▸ Texto para leitura
=-=-=-=-=

A cada 23 minutos um jovem negro é assassinado. Um jovem negro foi espancado no supermercado. Uma criança negra morta dentro de casa a tiros. Uma criança negra morta na casa da patroa. Todos os dias são veiculadas notícias sobre aquilo que muitos de nós bem sabemos: o direito à vida, no Brasil, está mais para uns que para outros.
Muitos são os instrumentos legais que estabelecem igualdade de direitos e oportunidades para cidadãos e cidadãs – também chamados sujeitos de direitos. Acontece que as bases exploratórias que formaram a sociedade brasileira não permitem que todos os corpos sejam destinatários da cidadania. O que mata crianças, jovens, homens e mulheres negras no Brasil tem nome: racismo estrutural.
Miguel teve que acompanhar sua mãe que, em plena pandemia, foi obrigada, em nome da sobrevivência, a se colocar em risco para realizar serviços domésticos. Qual a lógica que está por trás da determinação do serviço doméstico como essencial, como estabeleceram alguns estados, fazendo com que uma mãe não pudesse ficar com seu filho em isolamento? A resposta é uma: nosso sistema sempre se beneficiou da exploração e, para isso, conservou os mecanismos de subjugação, exclusão e genocídio da população negra e indígena – inclusive de crianças e adolescentes.

=-=-=-=-=

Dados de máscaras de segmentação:
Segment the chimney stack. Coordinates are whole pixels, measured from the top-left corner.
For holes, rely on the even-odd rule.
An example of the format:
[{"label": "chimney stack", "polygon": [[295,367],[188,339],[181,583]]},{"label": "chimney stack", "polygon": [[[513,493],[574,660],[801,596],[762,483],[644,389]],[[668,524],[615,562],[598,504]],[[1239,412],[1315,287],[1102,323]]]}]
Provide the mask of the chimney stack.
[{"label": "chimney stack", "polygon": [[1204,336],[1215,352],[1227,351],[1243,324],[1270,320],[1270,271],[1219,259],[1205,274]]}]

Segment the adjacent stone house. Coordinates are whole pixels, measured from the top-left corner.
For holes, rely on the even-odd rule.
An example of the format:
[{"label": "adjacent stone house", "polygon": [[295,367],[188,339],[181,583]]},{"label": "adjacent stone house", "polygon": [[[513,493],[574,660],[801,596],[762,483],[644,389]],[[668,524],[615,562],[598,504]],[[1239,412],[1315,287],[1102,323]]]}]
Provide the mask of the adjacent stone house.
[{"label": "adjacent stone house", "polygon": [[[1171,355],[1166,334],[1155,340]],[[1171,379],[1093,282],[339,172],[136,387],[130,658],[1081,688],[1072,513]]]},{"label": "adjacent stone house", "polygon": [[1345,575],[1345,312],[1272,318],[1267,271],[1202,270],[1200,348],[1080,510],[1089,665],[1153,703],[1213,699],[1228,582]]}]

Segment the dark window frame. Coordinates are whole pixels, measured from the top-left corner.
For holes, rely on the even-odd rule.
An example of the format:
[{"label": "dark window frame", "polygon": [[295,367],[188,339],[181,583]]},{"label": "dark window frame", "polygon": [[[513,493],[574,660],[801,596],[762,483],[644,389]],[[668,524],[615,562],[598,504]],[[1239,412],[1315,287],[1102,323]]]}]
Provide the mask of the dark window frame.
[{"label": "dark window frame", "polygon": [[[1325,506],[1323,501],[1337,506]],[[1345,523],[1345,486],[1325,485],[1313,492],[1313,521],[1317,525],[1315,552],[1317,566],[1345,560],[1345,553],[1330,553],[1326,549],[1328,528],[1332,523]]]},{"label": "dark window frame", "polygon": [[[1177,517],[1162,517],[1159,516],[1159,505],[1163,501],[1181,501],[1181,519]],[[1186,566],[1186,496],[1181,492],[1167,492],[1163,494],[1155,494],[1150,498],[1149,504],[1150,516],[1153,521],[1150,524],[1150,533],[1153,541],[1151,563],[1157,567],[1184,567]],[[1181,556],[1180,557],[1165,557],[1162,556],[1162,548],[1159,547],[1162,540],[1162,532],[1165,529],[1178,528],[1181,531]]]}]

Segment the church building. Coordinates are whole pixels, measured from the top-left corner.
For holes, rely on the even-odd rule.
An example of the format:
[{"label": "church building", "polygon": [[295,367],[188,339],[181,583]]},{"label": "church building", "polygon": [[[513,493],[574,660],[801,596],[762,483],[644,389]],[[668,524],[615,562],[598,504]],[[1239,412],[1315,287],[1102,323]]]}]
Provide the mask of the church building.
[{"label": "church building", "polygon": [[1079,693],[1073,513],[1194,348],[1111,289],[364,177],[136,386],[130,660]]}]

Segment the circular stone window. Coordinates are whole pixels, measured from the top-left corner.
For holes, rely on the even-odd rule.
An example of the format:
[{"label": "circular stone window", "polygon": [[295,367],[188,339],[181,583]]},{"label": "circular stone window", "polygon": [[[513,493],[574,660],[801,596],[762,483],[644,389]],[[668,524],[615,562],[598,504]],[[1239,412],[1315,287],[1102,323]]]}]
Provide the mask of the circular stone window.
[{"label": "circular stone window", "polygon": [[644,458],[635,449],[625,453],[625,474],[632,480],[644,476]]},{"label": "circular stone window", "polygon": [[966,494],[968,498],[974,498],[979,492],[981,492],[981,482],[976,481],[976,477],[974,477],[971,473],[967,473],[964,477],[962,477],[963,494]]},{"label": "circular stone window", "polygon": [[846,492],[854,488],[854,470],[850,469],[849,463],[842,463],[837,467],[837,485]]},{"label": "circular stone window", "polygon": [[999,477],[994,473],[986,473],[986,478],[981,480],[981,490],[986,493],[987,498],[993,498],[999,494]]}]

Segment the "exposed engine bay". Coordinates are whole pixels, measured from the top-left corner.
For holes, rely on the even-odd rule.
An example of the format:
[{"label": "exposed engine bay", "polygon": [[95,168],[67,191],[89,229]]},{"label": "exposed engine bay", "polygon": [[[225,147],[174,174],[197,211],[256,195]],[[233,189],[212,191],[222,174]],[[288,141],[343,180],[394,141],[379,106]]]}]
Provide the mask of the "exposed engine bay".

=-=-=-=-=

▸ O que fazer
Por favor, digite novamente, do início ao fim e sem nenhuma alteração, o texto sobre racismo estrutural.

▸ Resultado da tarefa
A cada 23 minutos um jovem negro é assassinado. Um jovem negro foi espancado no supermercado. Uma criança negra morta dentro de casa a tiros. Uma criança negra morta na casa da patroa. Todos os dias são veiculadas notícias sobre aquilo que muitos de nós bem sabemos: o direito à vida, no Brasil, está mais para uns que para outros.
Muitos são os instrumentos legais que estabelecem igualdade de direitos e oportunidades para cidadãos e cidadãs – também chamados sujeitos de direitos. Acontece que as bases exploratórias que formaram a sociedade brasileira não permitem que todos os corpos sejam destinatários da cidadania. O que mata crianças, jovens, homens e mulheres negras no Brasil tem nome: racismo estrutural.
Miguel teve que acompanhar sua mãe que, em plena pandemia, foi obrigada, em nome da sobrevivência, a se colocar em risco para realizar serviços domésticos. Qual a lógica que está por trás da determinação do serviço doméstico como essencial, como estabeleceram alguns estados, fazendo com que uma mãe não pudesse ficar com seu filho em isolamento? A resposta é uma: nosso sistema sempre se beneficiou da exploração e, para isso, conservou os mecanismos de subjugação, exclusão e genocídio da população negra e indígena – inclusive de crianças e adolescentes.